Khan of the Tatar Kazan Khanate (1st reign)
- Reign: 1524 – 1531
- Predecessor: Sahib I Giray
- Successor: Canghali

Khan of the Tatar Kazan Khanate (2nd reign)
- Reign: 1535 – 1546
- Predecessor: Canghali
- Successor: Shahghali

Khan of the Tatar Kazan Khanate (3rd reign)
- Reign: 1546 – 1549
- Predecessor: Shahghali
- Successor: Utameshgaray
- Born: 1510 Bağçasaray, Crimean Khanate
- Died: 1549 (aged 38–39) Kazan, Khanate of Kazan
- Spouse: Söyembikä of Kazan
- Issue: Utamesh
- Dynasty: Giray

= Safa Giray of Kazan =

Safa Giray (Crimean Tatar, Volga Türki, Persian, and صفا کرای) was three times khan of Kazan (1524–31, 1535–46, 1546–49). He was the nephew of the previous Kazan Khan Sahib Giray and brother of Moxammat Giray.

First reign 1524–31: In 1524 a large Russian army approached Kazan and Sahib Giray fled. His 13-year-old nephew Safa Giray took his place. The Russian siege of Kazan failed and they withdrew. In 1530 another Russian army burned part of Kazan and Safa Giray fled to Arsk. The matter was settled when a faction deposed Safa Giray and enthroned the pro-Russian Jan Ali.

Second reign 1535–46: Four years later, in 1535 the Kazan nobility expelled or killed the pro-Russian Jan Ali and Safa Giray returned to the throne. He married Jan Ali's wife or widow Söyembikä of Kazan. The pro-Russian faction wanted to enthrone Jan Ali's brother Shah Ali, but they were unsuccessful. The choice of an anti-Russian khan led to border fighting around Nizhny Novgorod. In 1537 or 1538 Safa Giray burned the outskirts of Murom and withdrew on the approach of a Russian army. In 1546 two Russian armies raided near Kazan and withdrew. In 1546 a Kazan faction revolted and Safa Giray fled to his father-in-law Yusuf of the Nogai horde. He was replaced by the pro-Russian Shahghali (Shah Ali).

*RECORDED INFORMATION:*
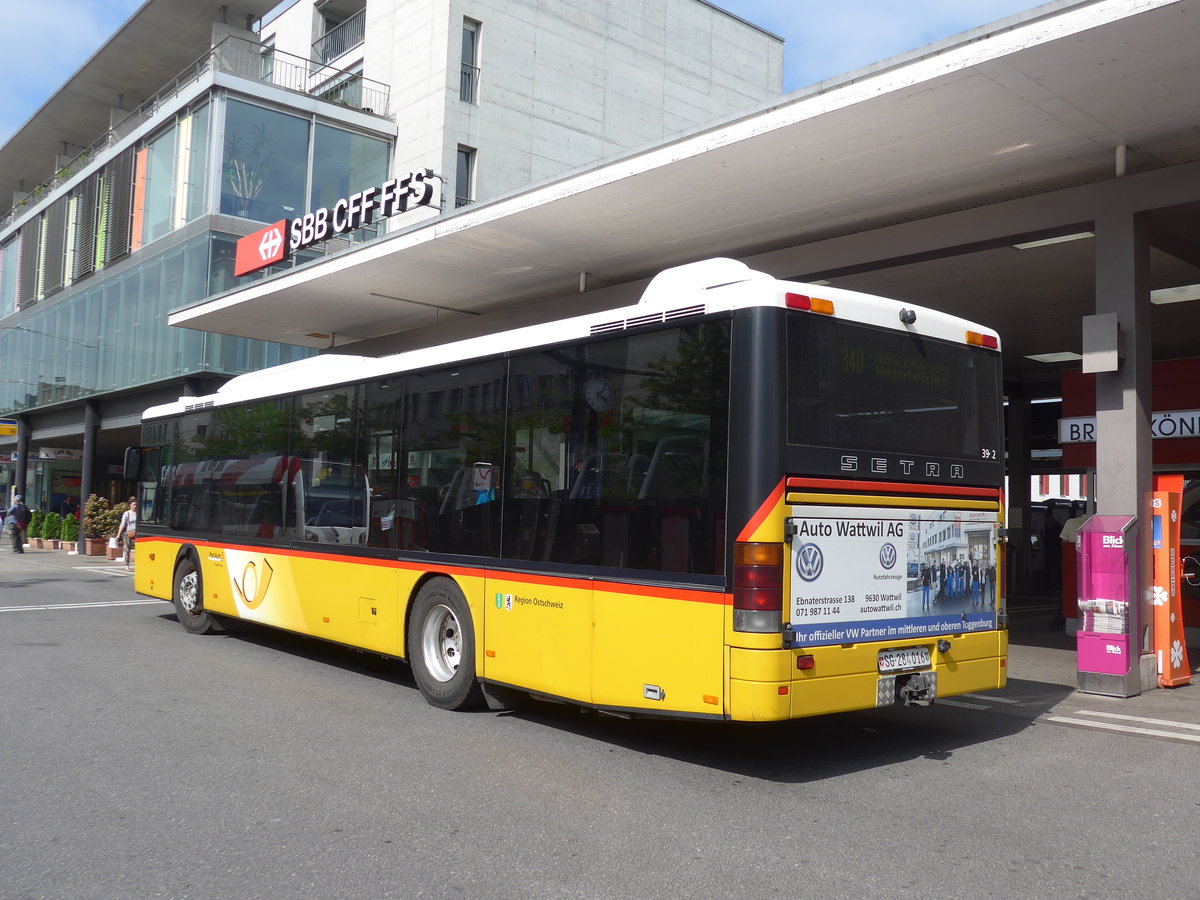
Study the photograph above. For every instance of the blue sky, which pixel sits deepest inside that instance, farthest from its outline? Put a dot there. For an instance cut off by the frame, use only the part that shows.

*YOUR TASKS:*
1. Using the Safa Giray passage, decide whether each statement agrees with it, answering yes or no and quoting the exact words that settle it: (a) Safa Giray was 13 years old when he first took the throne of Kazan; (b) Safa Giray married Söyembikä during his first reign; (c) after the 1546 revolt, Safa Giray fled to the Crimean Khanate.
2. Reproduce the part of the Safa Giray passage that opens with the words containing "First reign 1524–31: In" and closes with "pro-Russian Jan Ali.".
The data comes from a separate source and is unrelated to the Safa Giray passage.

*ANSWERS GIVEN:*
1.
(a) Yes: "His 13-year-old nephew Safa Giray took his place."
(b) No: "Second reign 1535–46: Four years later, in 1535 the Kazan nobility expelled or killed the pro-Russian Jan Ali and Safa Giray returned to the throne. He married Jan Ali's wife or widow Söyembikä of Kazan."
(c) No: "Safa Giray fled to his father-in-law Yusuf of the Nogai horde."

2.
First reign 1524–31: In 1524 a large Russian army approached Kazan and Sahib Giray fled. His 13-year-old nephew Safa Giray took his place. The Russian siege of Kazan failed and they withdrew. In 1530 another Russian army burned part of Kazan and Safa Giray fled to Arsk. The matter was settled when a faction deposed Safa Giray and enthroned the pro-Russian Jan Ali.